Aim:
Reproduce the listing word for word, starting with its first line and going on through the line that contains "707,427,740,536".

----

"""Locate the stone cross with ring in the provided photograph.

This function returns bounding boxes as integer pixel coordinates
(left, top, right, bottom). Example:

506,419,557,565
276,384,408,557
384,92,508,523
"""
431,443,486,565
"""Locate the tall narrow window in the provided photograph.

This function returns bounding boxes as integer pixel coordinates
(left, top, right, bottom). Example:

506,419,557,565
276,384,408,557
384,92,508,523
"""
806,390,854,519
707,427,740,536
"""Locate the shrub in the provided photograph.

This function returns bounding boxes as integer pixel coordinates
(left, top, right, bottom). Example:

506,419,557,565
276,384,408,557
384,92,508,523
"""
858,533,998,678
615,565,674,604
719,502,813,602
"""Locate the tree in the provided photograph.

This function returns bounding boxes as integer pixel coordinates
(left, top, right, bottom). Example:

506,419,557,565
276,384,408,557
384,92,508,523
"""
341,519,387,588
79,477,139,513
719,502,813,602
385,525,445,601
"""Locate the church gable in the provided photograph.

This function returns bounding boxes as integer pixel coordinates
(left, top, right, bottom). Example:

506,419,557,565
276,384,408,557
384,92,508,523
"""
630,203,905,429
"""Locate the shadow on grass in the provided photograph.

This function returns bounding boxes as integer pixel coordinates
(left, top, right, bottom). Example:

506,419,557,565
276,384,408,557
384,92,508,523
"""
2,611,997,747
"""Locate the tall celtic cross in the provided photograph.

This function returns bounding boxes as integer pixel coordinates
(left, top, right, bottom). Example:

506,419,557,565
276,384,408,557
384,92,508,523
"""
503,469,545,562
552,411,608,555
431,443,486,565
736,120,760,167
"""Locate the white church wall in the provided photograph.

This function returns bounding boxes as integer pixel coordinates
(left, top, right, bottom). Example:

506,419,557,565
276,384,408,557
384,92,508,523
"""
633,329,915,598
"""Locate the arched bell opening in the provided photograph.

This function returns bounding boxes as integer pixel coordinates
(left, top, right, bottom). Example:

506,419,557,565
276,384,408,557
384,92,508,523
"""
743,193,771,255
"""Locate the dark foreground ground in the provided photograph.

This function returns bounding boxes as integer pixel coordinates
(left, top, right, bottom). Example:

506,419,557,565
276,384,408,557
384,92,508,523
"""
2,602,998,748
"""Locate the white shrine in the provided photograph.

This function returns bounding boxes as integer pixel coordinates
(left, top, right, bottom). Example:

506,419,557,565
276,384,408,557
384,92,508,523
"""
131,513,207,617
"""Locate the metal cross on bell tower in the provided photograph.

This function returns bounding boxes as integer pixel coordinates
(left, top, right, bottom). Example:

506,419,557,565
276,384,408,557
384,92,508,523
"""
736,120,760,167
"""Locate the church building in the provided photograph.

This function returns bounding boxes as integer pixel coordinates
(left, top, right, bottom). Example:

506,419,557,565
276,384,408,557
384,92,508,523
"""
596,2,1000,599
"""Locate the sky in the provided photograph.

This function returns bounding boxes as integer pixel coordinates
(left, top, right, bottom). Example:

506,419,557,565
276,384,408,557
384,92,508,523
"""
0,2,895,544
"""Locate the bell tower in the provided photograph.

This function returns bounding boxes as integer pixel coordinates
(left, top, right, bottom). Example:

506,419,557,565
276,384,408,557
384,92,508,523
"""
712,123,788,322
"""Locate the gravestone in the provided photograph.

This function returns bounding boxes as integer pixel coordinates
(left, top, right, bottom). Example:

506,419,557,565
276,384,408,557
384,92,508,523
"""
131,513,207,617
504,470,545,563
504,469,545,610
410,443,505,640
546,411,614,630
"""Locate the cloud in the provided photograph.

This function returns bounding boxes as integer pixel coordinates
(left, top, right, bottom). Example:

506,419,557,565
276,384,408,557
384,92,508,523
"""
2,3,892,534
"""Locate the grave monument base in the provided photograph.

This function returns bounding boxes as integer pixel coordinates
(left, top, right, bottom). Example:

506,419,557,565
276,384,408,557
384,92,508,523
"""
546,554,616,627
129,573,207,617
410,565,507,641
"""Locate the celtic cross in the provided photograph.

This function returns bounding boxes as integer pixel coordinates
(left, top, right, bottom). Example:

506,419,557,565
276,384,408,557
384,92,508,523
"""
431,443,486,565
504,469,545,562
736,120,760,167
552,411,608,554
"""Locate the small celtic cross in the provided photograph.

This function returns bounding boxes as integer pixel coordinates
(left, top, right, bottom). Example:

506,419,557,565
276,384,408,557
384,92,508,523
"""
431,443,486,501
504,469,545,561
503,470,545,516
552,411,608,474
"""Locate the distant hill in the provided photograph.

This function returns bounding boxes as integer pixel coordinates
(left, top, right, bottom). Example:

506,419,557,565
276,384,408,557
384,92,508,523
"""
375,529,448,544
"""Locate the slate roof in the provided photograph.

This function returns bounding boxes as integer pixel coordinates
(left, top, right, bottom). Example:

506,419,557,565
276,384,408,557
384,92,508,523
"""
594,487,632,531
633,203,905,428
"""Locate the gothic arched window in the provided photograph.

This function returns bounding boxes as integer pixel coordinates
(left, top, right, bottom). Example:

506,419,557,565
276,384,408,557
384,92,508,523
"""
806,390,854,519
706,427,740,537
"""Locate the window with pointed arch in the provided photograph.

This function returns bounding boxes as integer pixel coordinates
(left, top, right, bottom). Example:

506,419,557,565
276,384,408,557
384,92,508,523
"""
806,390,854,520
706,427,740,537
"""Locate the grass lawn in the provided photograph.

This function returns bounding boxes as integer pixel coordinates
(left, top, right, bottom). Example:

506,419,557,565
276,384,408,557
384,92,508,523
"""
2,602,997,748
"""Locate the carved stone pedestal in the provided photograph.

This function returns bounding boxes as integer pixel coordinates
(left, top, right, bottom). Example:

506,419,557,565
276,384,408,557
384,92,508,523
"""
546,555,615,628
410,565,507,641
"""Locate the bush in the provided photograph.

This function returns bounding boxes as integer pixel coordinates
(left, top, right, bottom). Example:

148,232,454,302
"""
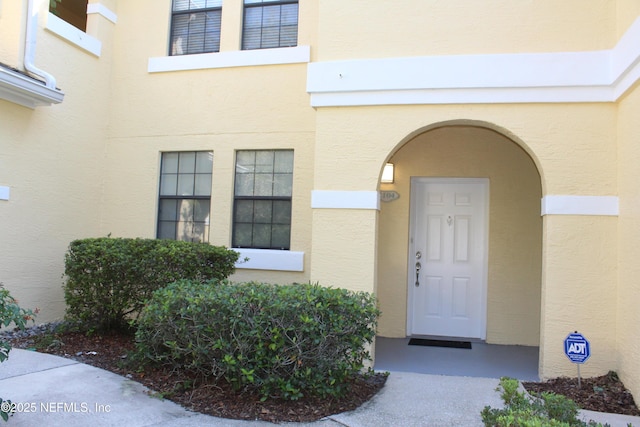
136,280,380,400
64,238,239,330
481,377,608,427
0,283,38,421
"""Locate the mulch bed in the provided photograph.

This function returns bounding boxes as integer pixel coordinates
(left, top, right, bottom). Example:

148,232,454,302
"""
11,332,387,423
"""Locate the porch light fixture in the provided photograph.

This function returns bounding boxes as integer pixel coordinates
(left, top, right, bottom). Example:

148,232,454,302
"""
380,163,393,184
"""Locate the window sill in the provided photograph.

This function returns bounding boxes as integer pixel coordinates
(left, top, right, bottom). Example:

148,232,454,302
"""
148,46,311,73
47,13,102,57
231,248,304,271
0,66,64,109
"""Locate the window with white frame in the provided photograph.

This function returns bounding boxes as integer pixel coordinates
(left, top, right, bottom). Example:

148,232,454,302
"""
242,0,298,50
157,151,213,242
169,0,222,55
49,0,88,32
232,150,293,250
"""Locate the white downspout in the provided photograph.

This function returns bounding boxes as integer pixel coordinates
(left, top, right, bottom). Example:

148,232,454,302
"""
24,0,56,90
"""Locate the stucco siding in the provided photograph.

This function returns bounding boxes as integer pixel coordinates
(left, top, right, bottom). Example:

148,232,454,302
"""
540,219,617,378
318,0,616,61
0,2,114,322
378,126,542,345
615,83,640,401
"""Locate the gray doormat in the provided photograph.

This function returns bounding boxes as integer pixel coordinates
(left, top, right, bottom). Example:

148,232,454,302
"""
409,338,471,350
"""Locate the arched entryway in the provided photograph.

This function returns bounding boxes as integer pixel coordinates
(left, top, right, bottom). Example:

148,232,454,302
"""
377,122,542,380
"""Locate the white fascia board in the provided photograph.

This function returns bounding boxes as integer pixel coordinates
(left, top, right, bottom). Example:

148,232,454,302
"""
47,13,102,57
0,67,64,109
307,51,611,92
541,195,620,216
232,248,304,271
87,3,118,24
311,190,380,210
147,46,311,73
307,18,640,107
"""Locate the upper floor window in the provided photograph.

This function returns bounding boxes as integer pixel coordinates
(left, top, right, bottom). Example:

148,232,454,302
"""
170,0,222,55
157,151,213,242
49,0,88,32
232,150,293,249
242,0,298,49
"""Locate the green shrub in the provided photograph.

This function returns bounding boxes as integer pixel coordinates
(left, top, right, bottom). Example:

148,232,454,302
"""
64,238,239,330
136,280,380,400
481,377,608,427
0,283,38,421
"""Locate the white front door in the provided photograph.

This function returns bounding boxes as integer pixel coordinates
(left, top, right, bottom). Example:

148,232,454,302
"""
407,178,489,339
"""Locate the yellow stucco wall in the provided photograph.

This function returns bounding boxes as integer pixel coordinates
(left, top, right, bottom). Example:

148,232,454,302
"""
378,126,542,345
313,104,617,376
318,0,617,61
102,0,315,283
615,86,640,401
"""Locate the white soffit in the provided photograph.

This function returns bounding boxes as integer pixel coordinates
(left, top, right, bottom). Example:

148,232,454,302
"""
311,190,380,209
541,195,619,216
0,66,64,108
307,18,640,107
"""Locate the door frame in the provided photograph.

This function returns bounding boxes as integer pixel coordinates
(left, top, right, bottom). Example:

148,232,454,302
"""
406,176,490,340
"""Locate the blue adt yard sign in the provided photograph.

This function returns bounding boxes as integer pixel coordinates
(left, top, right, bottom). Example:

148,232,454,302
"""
564,332,591,363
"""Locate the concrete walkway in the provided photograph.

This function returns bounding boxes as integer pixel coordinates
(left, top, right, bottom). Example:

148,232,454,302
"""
0,349,640,427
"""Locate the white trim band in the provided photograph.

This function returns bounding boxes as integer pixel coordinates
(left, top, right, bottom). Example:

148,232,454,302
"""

----

Finished exercise:
"""Locate the stone cross with ring in the provided photograph.

This function returns bounding boxes as integer pixel coordinates
(left, top, right, bottom). Example:

506,419,557,565
276,384,408,557
384,92,508,523
"""
431,443,486,565
"""Locate the tall narrow window in the provided photograph.

This function returns bounding boxes as integer pixel coordinates
(left, top, right, bottom). Example:

506,419,557,565
276,384,408,557
384,92,508,523
"""
806,390,854,519
707,427,740,536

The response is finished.